START Text segment
Key Takeaways
- $2.5 billion pledge through 2030 marks the Gates Foundation’s largest-ever investment in women’s health.
- Funding aims to develop new medicines, vaccines, and address deep-rooted gender disparities in medical research.
- Only 1% of global R&D funding targets women’s health issues outside oncology.
The Bill & Melinda Gates Foundation has committed $2.5 billion through 2030 to advance women’s health globally. This historic pledge represents the foundation’s largest-ever investment in the field and a roughly one-third increase compared to its previous five years of funding.
Addressing Critical Gaps in Women’s Healthcare
The funding will support a wide range of initiatives, from developing new medicines to prevent maternal deaths to creating vaccines targeting infections that disproportionately affect women. The commitment comes as Bill Gates works to donate the vast majority of his $114 billion fortune before winding down the foundation over the next two decades.
“Investing in women’s health has a lasting impact across generations. It leads to healthier families, stronger economies, and a more just world,” said Bill Gates, chair of the Gates Foundation. “Yet women’s health continues to be ignored, underfunded, and sidelined. Too many women still die from preventable causes or live in poor health. That must change. But we can’t do it alone.”
Bill Gates on the Research Deficit
Speaking at an event with STAT in Cambridge, Massachusetts, Gates emphasized the severe lack of research focused on pregnancy and women’s health.
END Text segment
START Entries shown
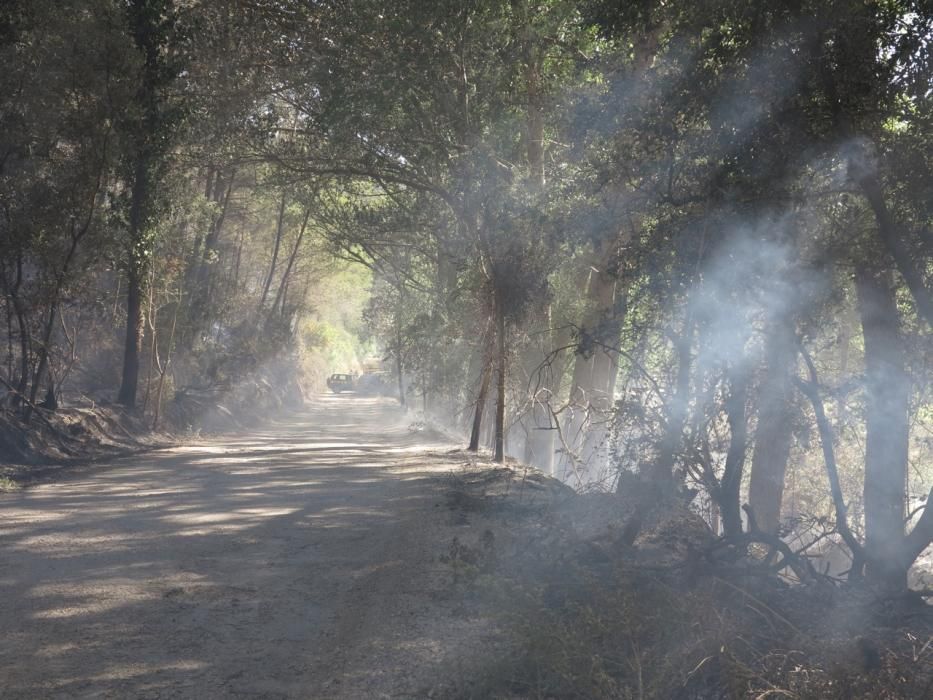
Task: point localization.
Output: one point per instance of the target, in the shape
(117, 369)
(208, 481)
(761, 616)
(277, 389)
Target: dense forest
END Entries shown
Questions.
A – According to the women's health pledge article, what share of global R&D funding targets women's health issues outside oncology?
B – Reproduce the women's health pledge article word for word between "- Funding aims" and "years of funding.", inclusive.
Answer from the women's health pledge article alone, not from the data.

Answer list.
A – Only 1% of global R&D funding targets those issues.

B –
- Funding aims to develop new medicines, vaccines, and address deep-rooted gender disparities in medical research.
- Only 1% of global R&D funding targets women’s health issues outside oncology.
The Bill & Melinda Gates Foundation has committed $2.5 billion through 2030 to advance women’s health globally. This historic pledge represents the foundation’s largest-ever investment in the field and a roughly one-third increase compared to its previous five years of funding.